◆ **Your instructions**: Rewrite all the entries, replacing "pixel coordinate pair" with "pixel location" and changing nothing else. Leave out the pictures.

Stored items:
-- start --

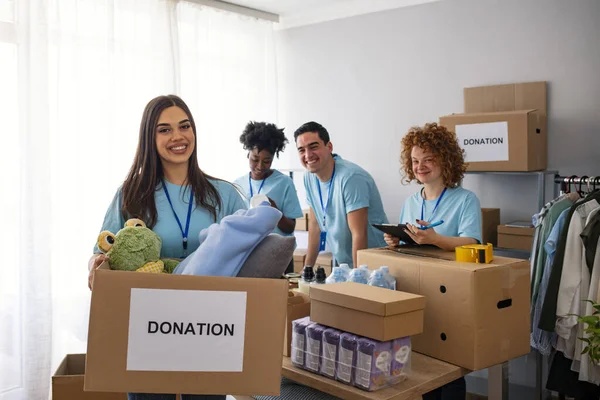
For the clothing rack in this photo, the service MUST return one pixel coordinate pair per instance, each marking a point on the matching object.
(565, 182)
(563, 185)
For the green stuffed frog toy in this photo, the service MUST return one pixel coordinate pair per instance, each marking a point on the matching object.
(135, 248)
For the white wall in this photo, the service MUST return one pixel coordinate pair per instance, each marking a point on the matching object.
(367, 79)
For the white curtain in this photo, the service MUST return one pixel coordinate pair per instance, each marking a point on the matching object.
(75, 76)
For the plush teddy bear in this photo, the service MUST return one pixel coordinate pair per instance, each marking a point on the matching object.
(135, 248)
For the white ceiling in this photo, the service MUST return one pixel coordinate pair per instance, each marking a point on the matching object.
(294, 13)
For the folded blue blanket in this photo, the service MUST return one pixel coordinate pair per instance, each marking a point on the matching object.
(224, 247)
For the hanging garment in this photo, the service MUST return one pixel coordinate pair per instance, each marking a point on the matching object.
(574, 282)
(542, 340)
(548, 316)
(545, 222)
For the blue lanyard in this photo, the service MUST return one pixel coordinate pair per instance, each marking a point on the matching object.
(187, 223)
(434, 208)
(250, 184)
(324, 208)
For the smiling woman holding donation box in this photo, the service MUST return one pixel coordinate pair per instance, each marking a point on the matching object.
(167, 190)
(432, 157)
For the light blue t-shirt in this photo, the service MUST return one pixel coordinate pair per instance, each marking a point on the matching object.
(279, 188)
(166, 225)
(459, 209)
(352, 188)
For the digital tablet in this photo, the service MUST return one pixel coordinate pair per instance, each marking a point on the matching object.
(395, 230)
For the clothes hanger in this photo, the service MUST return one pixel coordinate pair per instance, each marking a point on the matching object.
(580, 191)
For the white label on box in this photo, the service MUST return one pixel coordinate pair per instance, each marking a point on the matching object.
(363, 369)
(484, 142)
(344, 372)
(186, 330)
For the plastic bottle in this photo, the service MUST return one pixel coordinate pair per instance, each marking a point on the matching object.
(388, 277)
(319, 277)
(346, 268)
(365, 271)
(377, 279)
(308, 276)
(336, 276)
(358, 275)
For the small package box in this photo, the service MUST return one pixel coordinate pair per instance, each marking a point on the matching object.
(302, 222)
(67, 382)
(373, 312)
(299, 257)
(519, 238)
(298, 307)
(325, 260)
(490, 219)
(503, 127)
(160, 333)
(477, 314)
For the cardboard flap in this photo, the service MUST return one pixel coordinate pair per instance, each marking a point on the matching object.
(369, 299)
(492, 113)
(512, 230)
(511, 97)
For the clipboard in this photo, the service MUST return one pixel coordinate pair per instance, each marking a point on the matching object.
(397, 231)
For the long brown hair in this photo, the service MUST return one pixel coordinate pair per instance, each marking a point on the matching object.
(146, 172)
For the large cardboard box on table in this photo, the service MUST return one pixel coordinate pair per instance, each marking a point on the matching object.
(160, 333)
(503, 127)
(518, 238)
(67, 382)
(477, 315)
(373, 312)
(298, 307)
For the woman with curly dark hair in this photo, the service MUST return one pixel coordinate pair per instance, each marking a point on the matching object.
(432, 157)
(265, 141)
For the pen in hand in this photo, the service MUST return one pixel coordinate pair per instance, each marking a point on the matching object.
(432, 225)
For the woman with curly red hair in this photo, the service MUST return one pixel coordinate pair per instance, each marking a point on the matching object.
(432, 157)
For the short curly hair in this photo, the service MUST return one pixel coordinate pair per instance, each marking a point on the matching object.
(443, 144)
(263, 136)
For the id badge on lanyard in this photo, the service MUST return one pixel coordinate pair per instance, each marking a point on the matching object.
(323, 236)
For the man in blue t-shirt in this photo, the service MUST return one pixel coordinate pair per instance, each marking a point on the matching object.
(344, 200)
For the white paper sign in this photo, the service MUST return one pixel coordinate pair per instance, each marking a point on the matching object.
(484, 142)
(186, 330)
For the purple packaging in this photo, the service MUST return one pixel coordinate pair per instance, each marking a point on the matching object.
(346, 358)
(373, 364)
(329, 349)
(400, 359)
(299, 341)
(314, 339)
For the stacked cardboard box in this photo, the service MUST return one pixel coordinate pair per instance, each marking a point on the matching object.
(503, 127)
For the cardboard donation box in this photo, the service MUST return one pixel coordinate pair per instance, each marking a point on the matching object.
(503, 127)
(67, 382)
(160, 333)
(298, 306)
(477, 314)
(490, 219)
(373, 312)
(519, 238)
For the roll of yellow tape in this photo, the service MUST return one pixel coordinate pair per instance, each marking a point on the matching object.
(477, 253)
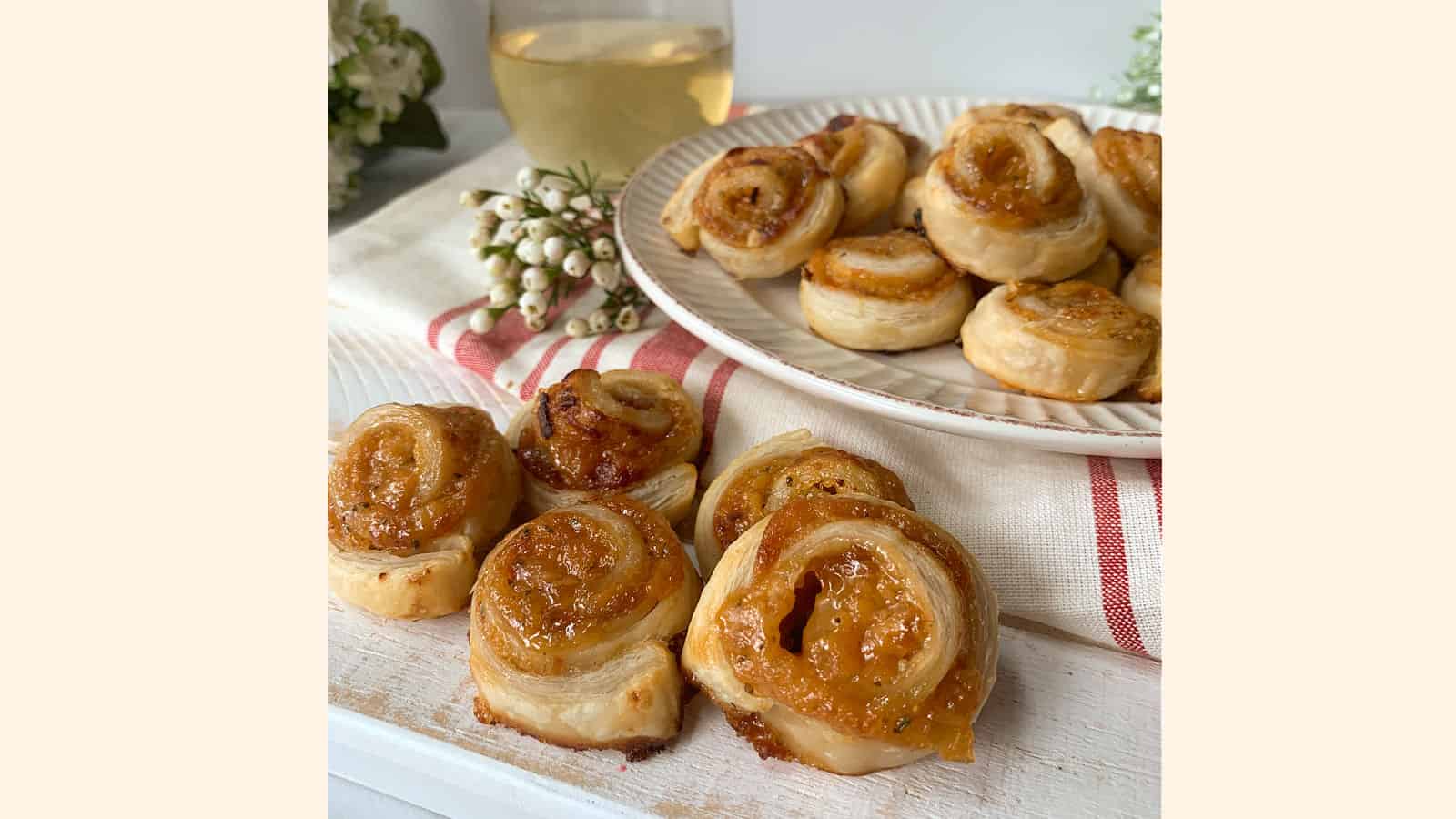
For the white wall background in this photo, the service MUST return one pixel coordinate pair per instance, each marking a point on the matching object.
(790, 50)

-- end --

◆ **Final result**:
For the clothing rack in this photo, the service MUST return one pixel location per instance, each marking a point on the matching object.
(565, 182)
(563, 185)
For the green stuffed frog toy in this photo, the service MUST return one pixel location per instance, each marking a point on the matching object.
(135, 248)
For the white wall in this photo, the service MUST return one pixel location per instance, each marking a point on the matching object.
(367, 79)
For the white curtain in this photo, the service MUST return one pixel location per instance, each marking a point on the matching object.
(75, 76)
For the plush teddy bear in this photo, the service MUST return one pixel location per instance, each marking a point on the matching object.
(135, 248)
For the white ceiling in this photo, the service MUST return one pixel location per instance, each marking a point on the matching object.
(294, 13)
For the folded blue blanket in this photo, the service MUST return one pixel location per instance, each marking a point on the matching object.
(224, 247)
For the hanging garment in this photo, the service MUST return one pixel location per instance, each marking a point on the matching object.
(574, 282)
(542, 340)
(548, 316)
(545, 222)
For the blue lanyard in this photo, the service MUST return one pixel location per instance, each marking a point on the matching object.
(187, 223)
(434, 208)
(250, 184)
(324, 208)
For the smiling woman holding donation box in this photo, the service MUST return one pixel location per instance, each marking a point on the matching object.
(167, 190)
(432, 157)
For the light blue t-shirt in this photo, the service MUST return one pixel location per instance, each marking a point on the matching object.
(279, 188)
(166, 225)
(459, 209)
(352, 188)
For the digital tablet in this photo, the service MUST return one pixel location per instance, each marking a point on the matching object.
(395, 230)
For the clothes hanger in this photo, the service MUST return one pixel location per instance, each marking a point on the matching object.
(580, 191)
For the white label on box in this photo, the service MUST return one pixel location per instance, each marking a point on the matching object.
(363, 369)
(484, 142)
(344, 372)
(186, 330)
For the plastic bottle in this photo, the service MUST return one pixel location per instance, each marking a point on the matching object.
(388, 277)
(319, 277)
(346, 268)
(365, 271)
(377, 279)
(308, 276)
(336, 276)
(358, 275)
For the small package box in this photo, the service MUST return one pixel location per instance, each marking a point on the matching object.
(302, 222)
(67, 382)
(373, 312)
(299, 257)
(519, 238)
(298, 307)
(325, 260)
(490, 219)
(503, 127)
(160, 333)
(477, 314)
For the cardboard flap in this photo, the service MUST return one pixel location per instance, each marking a point on the matching object.
(369, 299)
(492, 113)
(512, 230)
(511, 97)
For the clipboard in this photo, the service MUST return one pixel location per instance, each marking a point on the matching object.
(397, 231)
For the long brown hair in this photo, the service MUST return one pixel location per instance, each marking a point on the matching object.
(146, 172)
For the large cardboard box on table in this photo, the service MUST return one pixel location per instance, each marking a point on the matching object.
(160, 333)
(503, 127)
(518, 238)
(67, 382)
(477, 315)
(373, 312)
(298, 307)
For the woman with curly dark hair in this photo, the service MUST return one pixel location per instance, each marking a point on the matching object.
(432, 157)
(265, 141)
For the pen in hand in this photo, the service MUST return one pixel location per instance, each marking a point on the matching object.
(432, 225)
For the woman with curly red hair in this photo, the service MUST return one pixel location per instance, each marking a point on the matching object.
(432, 157)
For the short curly hair in this photo, the service MUST return one pixel location per instance, each marking a point on the matching object.
(443, 144)
(263, 136)
For the id badge on lanyard in this photo, the service MUST return one pixel location per instance, each marking a point on the matching object.
(323, 236)
For the man in blue t-shirt in this photo, the service MUST return one pixel location per instance, each marking a point on the matching object.
(344, 200)
For the white paper sign in this photo, the service MUST return one pixel location per instance, each marking a point on the matching object.
(484, 142)
(186, 330)
For the purple packaging in this photo, the service MUST return one pixel location per instance, each marking a point on the matching object.
(346, 358)
(373, 364)
(329, 349)
(400, 359)
(299, 341)
(314, 339)
For the stacked cardboard box in this photo, the service MUST return one pixel location per instance, each marking a point on the matching object.
(503, 127)
For the cardboard donation box in this photo, the service MUST return one pixel location per instance, each marking a point on the matching object.
(503, 127)
(67, 382)
(160, 333)
(298, 306)
(477, 314)
(490, 219)
(373, 312)
(519, 238)
For the roll of yellow tape in this photo, the service MUST return one pixel location per instance, each marking a point on the matching object.
(477, 253)
For the white wall background in this photo, the service MUST return one pixel location per instance, each marking a point on the matching object.
(790, 50)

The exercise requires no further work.